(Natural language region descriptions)
Start of Block

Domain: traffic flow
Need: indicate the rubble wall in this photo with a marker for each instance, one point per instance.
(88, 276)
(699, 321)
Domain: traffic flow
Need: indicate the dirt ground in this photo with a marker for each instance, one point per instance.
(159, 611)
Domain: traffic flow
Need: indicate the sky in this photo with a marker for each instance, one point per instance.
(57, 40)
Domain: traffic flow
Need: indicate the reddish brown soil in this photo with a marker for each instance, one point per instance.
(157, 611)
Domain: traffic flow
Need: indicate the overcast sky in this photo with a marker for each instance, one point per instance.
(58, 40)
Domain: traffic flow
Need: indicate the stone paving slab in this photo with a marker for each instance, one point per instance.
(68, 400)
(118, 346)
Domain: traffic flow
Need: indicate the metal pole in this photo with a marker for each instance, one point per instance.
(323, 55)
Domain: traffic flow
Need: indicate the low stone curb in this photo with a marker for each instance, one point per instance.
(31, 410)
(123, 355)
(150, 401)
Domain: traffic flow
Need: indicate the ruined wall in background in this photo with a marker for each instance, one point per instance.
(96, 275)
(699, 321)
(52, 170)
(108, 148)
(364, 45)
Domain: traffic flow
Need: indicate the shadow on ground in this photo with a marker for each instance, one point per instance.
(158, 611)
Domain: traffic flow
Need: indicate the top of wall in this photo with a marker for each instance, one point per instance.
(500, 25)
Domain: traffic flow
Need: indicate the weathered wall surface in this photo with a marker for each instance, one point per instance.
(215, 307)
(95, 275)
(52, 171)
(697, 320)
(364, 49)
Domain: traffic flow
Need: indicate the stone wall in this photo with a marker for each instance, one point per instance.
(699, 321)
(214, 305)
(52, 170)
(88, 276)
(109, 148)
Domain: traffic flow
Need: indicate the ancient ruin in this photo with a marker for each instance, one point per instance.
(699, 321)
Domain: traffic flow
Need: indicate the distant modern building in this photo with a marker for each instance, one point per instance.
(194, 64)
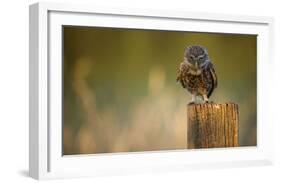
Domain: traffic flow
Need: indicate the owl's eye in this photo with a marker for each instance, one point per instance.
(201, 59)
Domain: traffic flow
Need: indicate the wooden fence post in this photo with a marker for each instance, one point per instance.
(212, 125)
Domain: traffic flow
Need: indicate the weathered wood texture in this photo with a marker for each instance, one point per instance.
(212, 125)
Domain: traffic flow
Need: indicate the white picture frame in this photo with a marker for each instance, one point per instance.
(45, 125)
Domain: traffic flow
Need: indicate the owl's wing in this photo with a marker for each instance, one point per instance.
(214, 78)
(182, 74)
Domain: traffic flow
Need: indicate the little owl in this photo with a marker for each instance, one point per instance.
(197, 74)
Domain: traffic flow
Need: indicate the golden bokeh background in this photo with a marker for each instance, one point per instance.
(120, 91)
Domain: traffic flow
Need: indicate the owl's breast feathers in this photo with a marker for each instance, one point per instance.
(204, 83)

End of Block

> **Your task**: Word for word, print out all of the records above; pass over the pictures.

> **Solution to this exercise**:
Domain: traffic flow
Need: indicate the rubble wall in this photo with a marker for each instance, one point per instance.
(88, 276)
(699, 321)
Domain: traffic flow
Need: indicate the dirt ground in this photo with a marker for each instance, one point per instance.
(159, 611)
Domain: traffic flow
Need: indicate the sky in this photo with a marker for each instance, one point per instance.
(57, 40)
Domain: traffic flow
Need: indicate the reddish brown soil in this photo with a marker for each instance, one point per instance.
(157, 611)
Domain: traffic flow
Need: indicate the overcast sky in this photo with a marker for each instance, one point per instance.
(58, 40)
Domain: traffic flow
Need: indicate the stone paving slab in this photo with a marker for each instance, one point per instance.
(68, 400)
(118, 346)
Domain: traffic flow
Need: indicate the metal pole in this photo with a marker for each instance, one point per instance.
(323, 55)
Domain: traffic flow
Need: indicate the low stone curb in this photo with a marker for each instance, one point per instance.
(31, 410)
(123, 355)
(150, 401)
Domain: traffic flow
Need: indicate the ruined wall in background in this photo with a marker for each instance, one point per instance.
(96, 275)
(699, 321)
(52, 170)
(108, 148)
(364, 45)
Domain: traffic flow
Need: indicate the shadow on ground in this photo with a marker for each instance, one point per instance.
(158, 611)
Domain: traffic flow
Need: indicate the top of wall in this photo with a marker for each instance, one point per instance.
(500, 25)
Domain: traffic flow
Need: indicate the weathered wall surface in this photo with a marker for each instance, one point per instance.
(215, 307)
(95, 275)
(52, 171)
(697, 320)
(364, 49)
Domain: traffic flow
Need: indicate the stone wall in this photo with a marker for each instance, one point per instance.
(699, 321)
(214, 305)
(52, 170)
(88, 276)
(109, 148)
Domain: traffic flow
Need: indicate the ancient ruin in this photo with a marker for each instance, one point per instance.
(699, 321)
Domain: traffic flow
Need: indicate the distant modern building in this photo with a marker for each instance, one point per instance.
(194, 64)
Domain: traffic flow
Need: indicate the owl's eye in this photo with a marker for each instance, one point per instance.
(201, 59)
Domain: traffic flow
Need: indicate the wooden fence post in this photo with a marker for each instance, one point per instance.
(212, 125)
Domain: traffic flow
Need: indicate the weathered wood texture in this photo with a marker for each instance, one point per instance.
(212, 125)
Domain: traffic flow
Need: indicate the white picture frame in this photo with a marker for each instance, one point per instance.
(45, 125)
Domain: traffic flow
Need: indicate the owl's wing in this photo with a marker for each instance, one point per instance.
(214, 78)
(182, 74)
Domain: traffic flow
Need: indicate the little owl in this photo with a marker for each instance, one point per instance.
(197, 74)
Domain: traffic flow
Need: indicate the golden bokeh background in this photo with a marker for each instance, one point per instance.
(120, 91)
Domain: traffic flow
Need: indicate the owl's breast feathers in this photo with a marker for each instance, one point per instance.
(204, 83)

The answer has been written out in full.